→ **Prompt**
What is needed is each line of the data below that holds the string "white".

[Opening Data for processing section]

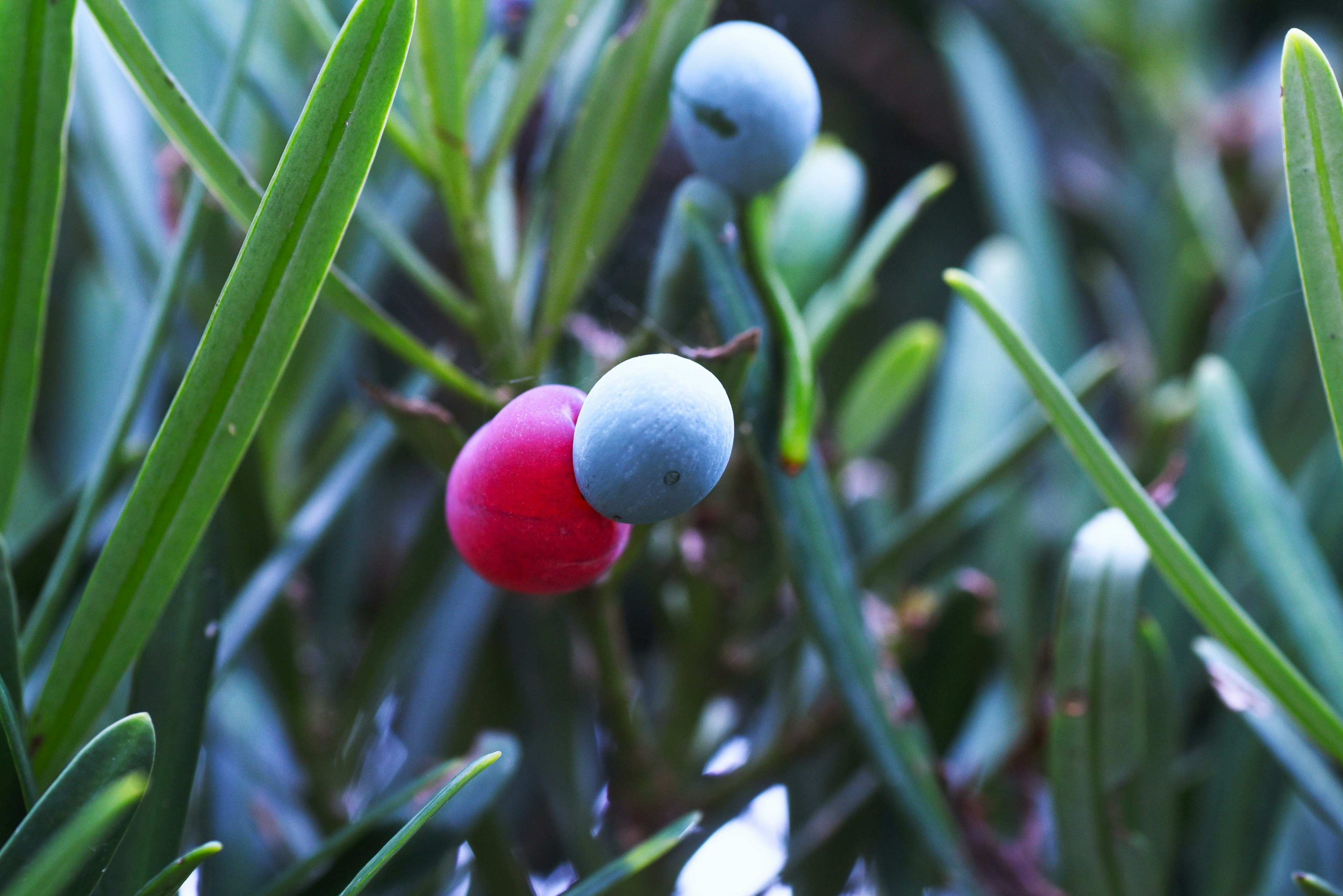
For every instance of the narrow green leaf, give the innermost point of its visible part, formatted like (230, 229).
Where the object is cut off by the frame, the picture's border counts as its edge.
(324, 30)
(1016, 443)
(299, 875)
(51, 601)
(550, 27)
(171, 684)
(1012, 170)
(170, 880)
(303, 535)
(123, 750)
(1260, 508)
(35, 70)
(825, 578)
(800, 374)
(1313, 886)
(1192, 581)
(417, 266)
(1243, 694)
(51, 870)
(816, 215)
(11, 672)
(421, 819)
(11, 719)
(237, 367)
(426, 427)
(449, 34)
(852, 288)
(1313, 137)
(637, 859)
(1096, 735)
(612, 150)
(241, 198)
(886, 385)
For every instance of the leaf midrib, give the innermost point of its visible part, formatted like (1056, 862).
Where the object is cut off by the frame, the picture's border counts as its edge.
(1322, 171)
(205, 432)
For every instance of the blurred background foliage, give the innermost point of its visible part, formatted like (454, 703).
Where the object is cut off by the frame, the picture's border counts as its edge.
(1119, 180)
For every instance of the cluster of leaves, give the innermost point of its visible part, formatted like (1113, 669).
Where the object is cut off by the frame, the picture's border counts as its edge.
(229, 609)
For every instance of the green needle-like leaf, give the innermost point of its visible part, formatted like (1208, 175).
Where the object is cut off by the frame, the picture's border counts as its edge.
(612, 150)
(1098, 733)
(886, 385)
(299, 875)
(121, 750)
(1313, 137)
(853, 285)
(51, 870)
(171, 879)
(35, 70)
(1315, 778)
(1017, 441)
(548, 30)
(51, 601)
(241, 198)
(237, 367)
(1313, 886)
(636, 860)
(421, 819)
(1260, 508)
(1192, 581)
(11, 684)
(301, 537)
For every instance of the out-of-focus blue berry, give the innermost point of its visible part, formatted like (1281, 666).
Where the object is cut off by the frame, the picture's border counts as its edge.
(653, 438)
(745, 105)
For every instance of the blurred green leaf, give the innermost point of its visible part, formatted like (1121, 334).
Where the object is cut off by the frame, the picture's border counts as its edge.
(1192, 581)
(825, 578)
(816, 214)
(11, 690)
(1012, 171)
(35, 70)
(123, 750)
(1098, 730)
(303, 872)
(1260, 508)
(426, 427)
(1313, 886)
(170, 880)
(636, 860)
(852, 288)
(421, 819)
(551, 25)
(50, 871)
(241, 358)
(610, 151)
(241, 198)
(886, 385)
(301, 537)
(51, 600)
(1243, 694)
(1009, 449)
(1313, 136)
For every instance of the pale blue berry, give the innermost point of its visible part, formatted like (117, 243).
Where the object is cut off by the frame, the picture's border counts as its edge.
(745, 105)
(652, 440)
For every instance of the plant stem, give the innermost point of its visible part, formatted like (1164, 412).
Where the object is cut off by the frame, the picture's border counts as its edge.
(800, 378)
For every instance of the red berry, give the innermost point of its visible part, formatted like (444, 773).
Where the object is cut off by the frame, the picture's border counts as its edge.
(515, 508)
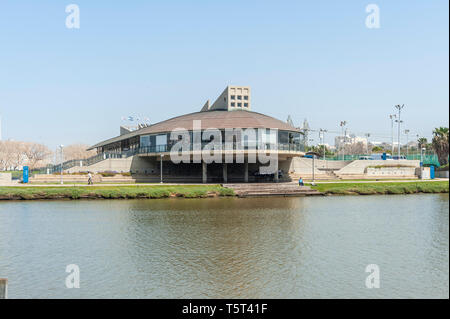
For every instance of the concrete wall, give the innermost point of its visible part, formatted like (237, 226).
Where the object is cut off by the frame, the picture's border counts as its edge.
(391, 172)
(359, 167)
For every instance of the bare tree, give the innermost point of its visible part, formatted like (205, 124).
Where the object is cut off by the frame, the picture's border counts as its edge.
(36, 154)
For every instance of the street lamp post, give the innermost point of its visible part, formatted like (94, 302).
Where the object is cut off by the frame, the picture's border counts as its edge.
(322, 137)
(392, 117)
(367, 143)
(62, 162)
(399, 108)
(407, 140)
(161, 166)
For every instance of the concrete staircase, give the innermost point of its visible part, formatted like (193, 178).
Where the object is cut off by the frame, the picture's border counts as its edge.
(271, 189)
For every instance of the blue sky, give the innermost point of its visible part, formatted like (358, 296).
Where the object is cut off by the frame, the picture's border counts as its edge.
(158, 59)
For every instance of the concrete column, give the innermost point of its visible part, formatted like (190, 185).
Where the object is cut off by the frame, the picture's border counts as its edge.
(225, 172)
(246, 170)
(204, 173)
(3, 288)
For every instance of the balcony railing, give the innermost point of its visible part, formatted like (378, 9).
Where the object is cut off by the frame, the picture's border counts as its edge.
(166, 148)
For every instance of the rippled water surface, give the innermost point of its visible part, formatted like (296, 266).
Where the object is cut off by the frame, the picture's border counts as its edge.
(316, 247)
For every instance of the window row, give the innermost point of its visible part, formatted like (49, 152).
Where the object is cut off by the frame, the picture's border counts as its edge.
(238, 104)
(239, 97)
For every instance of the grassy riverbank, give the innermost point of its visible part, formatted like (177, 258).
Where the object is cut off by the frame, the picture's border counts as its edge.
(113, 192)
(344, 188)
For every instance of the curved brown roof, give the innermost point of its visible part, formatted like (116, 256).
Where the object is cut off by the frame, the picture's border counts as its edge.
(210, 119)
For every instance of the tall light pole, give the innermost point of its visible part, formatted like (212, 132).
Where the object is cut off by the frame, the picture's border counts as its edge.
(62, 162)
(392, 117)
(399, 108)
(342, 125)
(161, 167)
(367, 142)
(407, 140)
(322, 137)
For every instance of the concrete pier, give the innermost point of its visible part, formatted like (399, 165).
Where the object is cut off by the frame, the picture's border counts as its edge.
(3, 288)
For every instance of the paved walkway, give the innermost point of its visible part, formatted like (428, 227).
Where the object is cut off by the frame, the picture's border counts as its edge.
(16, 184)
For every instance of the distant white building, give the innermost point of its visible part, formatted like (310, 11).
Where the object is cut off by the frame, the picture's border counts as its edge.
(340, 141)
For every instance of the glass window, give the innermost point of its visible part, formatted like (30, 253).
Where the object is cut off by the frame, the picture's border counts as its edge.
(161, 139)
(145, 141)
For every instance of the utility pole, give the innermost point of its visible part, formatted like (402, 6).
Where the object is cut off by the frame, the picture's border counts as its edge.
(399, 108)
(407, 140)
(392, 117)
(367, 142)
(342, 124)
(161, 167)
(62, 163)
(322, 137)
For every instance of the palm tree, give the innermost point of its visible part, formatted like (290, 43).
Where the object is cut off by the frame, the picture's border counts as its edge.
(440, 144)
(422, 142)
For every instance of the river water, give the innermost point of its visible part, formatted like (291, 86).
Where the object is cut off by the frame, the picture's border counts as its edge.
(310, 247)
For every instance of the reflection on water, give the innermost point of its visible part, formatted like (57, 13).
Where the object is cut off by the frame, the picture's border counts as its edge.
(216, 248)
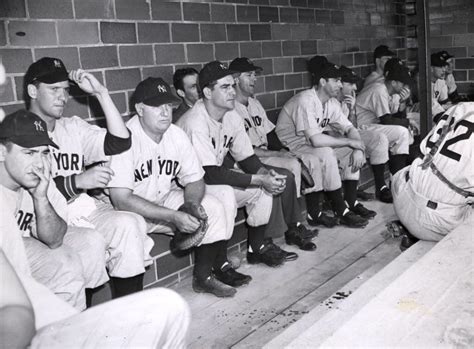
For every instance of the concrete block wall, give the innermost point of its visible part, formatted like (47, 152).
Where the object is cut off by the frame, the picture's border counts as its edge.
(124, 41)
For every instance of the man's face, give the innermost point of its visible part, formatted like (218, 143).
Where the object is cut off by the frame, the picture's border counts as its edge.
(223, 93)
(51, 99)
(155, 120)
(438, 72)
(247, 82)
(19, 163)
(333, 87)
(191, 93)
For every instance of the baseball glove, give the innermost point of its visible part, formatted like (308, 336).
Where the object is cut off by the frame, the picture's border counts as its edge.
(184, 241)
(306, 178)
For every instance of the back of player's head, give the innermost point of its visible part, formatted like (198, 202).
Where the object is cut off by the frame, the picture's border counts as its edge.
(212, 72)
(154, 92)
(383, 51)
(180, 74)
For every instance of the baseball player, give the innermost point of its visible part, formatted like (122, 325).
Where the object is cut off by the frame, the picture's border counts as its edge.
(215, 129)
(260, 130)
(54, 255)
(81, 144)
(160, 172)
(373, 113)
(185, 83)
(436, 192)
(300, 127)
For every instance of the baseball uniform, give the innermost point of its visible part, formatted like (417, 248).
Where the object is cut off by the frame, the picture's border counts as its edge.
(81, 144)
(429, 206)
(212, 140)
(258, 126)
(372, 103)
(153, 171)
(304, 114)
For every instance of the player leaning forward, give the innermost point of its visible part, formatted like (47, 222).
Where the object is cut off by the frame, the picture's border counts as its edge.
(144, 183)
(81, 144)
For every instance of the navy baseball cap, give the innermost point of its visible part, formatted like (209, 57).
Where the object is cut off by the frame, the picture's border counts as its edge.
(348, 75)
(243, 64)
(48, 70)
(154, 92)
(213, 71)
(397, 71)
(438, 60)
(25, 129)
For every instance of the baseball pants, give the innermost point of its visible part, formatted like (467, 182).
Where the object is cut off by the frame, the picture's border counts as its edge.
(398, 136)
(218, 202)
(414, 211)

[Closing Data for processing section]
[Opening Data for processing section]

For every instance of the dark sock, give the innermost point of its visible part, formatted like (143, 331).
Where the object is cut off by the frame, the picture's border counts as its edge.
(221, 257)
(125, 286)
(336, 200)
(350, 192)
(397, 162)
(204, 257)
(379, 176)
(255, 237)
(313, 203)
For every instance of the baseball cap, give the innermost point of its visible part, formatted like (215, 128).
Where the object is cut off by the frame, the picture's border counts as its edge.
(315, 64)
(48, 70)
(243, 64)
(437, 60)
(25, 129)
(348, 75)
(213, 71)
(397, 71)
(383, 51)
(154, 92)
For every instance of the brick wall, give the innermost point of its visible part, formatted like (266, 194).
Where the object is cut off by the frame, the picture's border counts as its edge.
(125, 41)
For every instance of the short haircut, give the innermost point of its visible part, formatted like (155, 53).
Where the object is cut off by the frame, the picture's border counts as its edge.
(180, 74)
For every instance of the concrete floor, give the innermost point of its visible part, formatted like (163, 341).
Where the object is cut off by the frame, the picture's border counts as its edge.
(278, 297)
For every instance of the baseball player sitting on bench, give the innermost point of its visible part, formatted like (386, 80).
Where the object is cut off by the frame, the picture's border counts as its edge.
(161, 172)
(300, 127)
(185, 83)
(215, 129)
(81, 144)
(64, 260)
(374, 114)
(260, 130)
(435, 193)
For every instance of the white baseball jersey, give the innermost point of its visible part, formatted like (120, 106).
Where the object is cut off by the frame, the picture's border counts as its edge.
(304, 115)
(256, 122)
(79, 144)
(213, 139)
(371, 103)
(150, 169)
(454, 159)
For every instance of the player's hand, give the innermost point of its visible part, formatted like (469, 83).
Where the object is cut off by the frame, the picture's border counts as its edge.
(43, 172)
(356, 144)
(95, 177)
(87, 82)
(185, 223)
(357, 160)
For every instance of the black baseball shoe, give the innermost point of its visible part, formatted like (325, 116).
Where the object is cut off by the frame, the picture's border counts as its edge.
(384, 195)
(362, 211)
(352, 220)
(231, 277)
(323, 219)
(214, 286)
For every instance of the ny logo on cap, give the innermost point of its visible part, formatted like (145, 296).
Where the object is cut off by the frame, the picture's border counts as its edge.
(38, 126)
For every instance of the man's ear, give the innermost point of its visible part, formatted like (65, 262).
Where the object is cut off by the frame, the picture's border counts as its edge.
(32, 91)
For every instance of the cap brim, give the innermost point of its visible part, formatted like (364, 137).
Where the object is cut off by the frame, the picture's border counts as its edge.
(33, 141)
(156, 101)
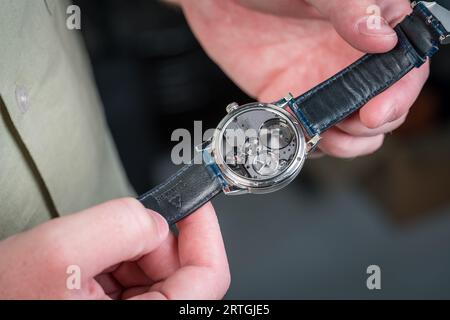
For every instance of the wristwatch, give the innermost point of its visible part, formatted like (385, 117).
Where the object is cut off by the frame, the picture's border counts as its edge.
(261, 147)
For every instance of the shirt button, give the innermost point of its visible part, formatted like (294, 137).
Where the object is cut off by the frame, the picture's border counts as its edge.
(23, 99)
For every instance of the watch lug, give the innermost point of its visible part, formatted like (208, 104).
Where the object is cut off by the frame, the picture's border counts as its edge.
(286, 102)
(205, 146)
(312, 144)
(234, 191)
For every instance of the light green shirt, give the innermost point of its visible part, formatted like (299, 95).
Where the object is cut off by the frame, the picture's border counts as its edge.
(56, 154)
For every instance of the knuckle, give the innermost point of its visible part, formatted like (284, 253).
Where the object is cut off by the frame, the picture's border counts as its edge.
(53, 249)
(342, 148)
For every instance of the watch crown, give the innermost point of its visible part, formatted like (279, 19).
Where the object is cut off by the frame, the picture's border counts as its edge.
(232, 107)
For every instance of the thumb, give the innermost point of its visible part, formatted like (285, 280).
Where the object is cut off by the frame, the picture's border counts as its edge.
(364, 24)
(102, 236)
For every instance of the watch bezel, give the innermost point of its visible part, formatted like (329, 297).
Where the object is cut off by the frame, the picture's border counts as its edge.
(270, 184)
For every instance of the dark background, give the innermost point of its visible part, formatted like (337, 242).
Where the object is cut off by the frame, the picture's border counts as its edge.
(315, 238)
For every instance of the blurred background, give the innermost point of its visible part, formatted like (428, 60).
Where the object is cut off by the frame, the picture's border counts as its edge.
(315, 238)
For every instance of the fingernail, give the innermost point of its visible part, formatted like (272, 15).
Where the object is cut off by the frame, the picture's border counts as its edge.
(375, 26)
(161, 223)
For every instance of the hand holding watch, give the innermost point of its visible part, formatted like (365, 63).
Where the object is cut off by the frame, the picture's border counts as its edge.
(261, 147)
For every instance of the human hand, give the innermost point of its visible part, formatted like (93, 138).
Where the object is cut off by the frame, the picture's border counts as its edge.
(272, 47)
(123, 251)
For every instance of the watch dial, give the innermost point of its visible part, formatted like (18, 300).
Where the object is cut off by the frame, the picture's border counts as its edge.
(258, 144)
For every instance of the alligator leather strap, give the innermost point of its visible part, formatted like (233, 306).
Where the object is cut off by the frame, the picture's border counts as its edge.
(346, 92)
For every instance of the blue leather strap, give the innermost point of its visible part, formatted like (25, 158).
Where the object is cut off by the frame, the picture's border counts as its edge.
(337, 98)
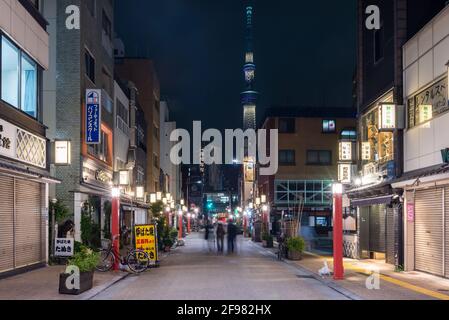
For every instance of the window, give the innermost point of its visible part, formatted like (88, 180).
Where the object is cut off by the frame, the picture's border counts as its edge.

[Closing Data for processing section]

→ **Written response**
For every instance of the distant white building, give the innermost point of its visible part, formatted like (310, 11).
For every instance of the white baseball jersey, give the innermost point of its visible part, formatted like (120, 106).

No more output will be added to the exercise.